SCOTCH mesh partitioner has side effects

Issue #719 closed
Jan Blechta created an issue

Subsequent calls to UnitSquareMesh(4, 4) produce different meshes (with SCOTCH partitioner). On the other hand dofmap reordering (using SCOTCH) seems to be fine. Following script demonstrates the problem:

from __future__ import print_function
from dolfin import *

parameters.mesh_partitioner = 'SCOTCH'

comm = mpi_comm_world()
rank = MPI.rank(comm)

def create_mesh():
    mesh = UnitSquareMesh(4, 4)
    return mesh.num_vertices(), mesh.num_cells()

def create_dofmap(mesh=None):
    if not mesh:
        mesh = UnitSquareMesh(4, 4)
    V = FunctionSpace(mesh, "P", 1)

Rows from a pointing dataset

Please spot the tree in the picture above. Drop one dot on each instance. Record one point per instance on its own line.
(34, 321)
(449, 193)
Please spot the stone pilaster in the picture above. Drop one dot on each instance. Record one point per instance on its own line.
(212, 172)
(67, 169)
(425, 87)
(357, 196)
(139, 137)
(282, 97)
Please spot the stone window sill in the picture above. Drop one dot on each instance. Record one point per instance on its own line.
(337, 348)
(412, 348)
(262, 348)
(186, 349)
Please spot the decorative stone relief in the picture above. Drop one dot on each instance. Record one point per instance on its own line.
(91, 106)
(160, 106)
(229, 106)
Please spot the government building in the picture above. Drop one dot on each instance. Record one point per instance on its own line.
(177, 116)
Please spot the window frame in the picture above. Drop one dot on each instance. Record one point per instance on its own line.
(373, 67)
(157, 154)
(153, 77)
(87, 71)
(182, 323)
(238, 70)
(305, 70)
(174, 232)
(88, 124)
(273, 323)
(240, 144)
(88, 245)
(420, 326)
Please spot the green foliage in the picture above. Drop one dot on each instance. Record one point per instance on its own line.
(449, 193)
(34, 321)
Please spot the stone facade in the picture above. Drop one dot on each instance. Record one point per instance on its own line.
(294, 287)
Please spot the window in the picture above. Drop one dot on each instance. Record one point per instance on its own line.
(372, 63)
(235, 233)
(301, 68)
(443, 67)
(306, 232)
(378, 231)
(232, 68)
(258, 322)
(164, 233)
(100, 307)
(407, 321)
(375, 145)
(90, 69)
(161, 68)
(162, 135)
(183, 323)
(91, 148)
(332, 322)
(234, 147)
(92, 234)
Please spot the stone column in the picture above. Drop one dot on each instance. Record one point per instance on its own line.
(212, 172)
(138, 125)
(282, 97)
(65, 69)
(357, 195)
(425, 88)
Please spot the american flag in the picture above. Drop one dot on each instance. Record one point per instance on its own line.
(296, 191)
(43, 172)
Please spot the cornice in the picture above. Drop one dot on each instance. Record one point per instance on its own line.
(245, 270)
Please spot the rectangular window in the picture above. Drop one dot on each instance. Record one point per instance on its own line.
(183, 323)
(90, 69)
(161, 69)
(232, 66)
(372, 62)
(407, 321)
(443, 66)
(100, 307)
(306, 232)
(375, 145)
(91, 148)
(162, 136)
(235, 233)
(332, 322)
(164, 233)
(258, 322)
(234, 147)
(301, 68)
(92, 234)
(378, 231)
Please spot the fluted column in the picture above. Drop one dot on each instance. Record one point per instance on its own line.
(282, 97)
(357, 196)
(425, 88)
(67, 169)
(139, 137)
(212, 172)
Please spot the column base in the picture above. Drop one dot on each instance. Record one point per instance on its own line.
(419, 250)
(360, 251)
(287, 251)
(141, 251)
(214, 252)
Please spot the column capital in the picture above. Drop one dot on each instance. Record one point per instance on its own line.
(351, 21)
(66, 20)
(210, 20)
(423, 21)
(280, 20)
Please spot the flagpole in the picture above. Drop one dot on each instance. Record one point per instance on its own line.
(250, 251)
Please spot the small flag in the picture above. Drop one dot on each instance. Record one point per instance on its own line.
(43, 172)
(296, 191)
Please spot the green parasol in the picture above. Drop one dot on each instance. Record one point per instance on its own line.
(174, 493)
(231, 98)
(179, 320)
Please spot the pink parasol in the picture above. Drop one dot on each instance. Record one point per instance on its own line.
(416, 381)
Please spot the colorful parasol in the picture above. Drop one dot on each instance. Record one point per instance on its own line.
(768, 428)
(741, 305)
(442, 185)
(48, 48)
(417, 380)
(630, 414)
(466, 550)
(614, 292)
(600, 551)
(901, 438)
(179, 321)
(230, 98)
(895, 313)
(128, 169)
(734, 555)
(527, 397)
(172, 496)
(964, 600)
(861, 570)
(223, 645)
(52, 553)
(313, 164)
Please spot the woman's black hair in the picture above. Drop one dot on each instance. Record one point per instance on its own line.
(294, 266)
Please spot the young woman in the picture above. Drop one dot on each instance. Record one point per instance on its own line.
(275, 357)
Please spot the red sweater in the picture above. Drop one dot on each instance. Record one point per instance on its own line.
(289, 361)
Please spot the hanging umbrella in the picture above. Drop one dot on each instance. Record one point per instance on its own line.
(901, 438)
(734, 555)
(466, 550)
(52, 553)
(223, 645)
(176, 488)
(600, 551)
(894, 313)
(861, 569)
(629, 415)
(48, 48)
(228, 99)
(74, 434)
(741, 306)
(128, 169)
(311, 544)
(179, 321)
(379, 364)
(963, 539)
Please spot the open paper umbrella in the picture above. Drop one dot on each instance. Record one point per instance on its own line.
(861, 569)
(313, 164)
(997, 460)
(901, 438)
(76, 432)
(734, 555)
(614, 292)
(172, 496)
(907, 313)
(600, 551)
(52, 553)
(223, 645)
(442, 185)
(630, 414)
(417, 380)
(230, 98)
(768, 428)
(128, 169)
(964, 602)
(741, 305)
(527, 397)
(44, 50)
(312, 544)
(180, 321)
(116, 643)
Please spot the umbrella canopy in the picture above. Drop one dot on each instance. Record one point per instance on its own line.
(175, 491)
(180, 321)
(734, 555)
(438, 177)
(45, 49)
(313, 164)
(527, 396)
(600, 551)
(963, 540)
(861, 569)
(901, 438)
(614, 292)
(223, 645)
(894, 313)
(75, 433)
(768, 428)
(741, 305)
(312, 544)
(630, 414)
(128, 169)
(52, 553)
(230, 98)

**STATED PROBLEM A**: Print the rows from the line containing "Please spot the open" through the last of the rows, with both ends included.
**STATED PROBLEM B**: Continue the SCOTCH partitioner issue, starting right after its last line.
These rows are unrelated to the SCOTCH partitioner issue.

**WRITTEN REPLY A**:
Please spot the open paper umbrella in the picture above. Drop one dot on each instance. Record one point per instance on its own line.
(861, 569)
(313, 164)
(997, 460)
(901, 438)
(76, 432)
(734, 555)
(614, 292)
(172, 496)
(907, 313)
(600, 551)
(52, 553)
(223, 645)
(442, 185)
(630, 414)
(417, 380)
(230, 98)
(768, 428)
(128, 169)
(964, 602)
(741, 305)
(527, 397)
(44, 50)
(312, 544)
(180, 321)
(116, 643)
Please spot the umbrella canopy in the picture above. Drop one dot on each instance. Record one point per instance on its own line.
(175, 491)
(180, 321)
(734, 555)
(438, 177)
(45, 49)
(313, 164)
(527, 396)
(600, 551)
(963, 540)
(861, 569)
(901, 438)
(614, 292)
(223, 645)
(894, 313)
(75, 433)
(768, 428)
(741, 305)
(312, 544)
(630, 414)
(128, 169)
(52, 553)
(230, 98)

**WRITTEN REPLY B**:
    return (mesh.num_vertices(), mesh.num_cells(),
            mesh.topology().hash(), mesh.geometry().hash(),
            V.dofmap().ownership_range())

def test_determinism(func):
    result0 = func()
    while True:
        result1 = func()
        diff = int(result0 != result1)
        if MPI.max(comm, diff) > 0:
            print(rank, result0, result1)
            break

def main():
    print(rank, "Test mesh build")
    test_determinism(create_mesh)
    print()
    MPI.barrier(comm)

    print(rank, "Test mesh and dofmap build")
    test_determinism(create_dofmap)
    print()
    MPI.barrier(comm)

    print(rank, "Test dofmap build with static mesh")
    mesh = UnitSquareMesh(4, 4)
    test_determinism(lambda: create_dofmap(mesh=mesh))
    print()
    MPI.barrier(comm)

if __name__ == '__main__':
    main()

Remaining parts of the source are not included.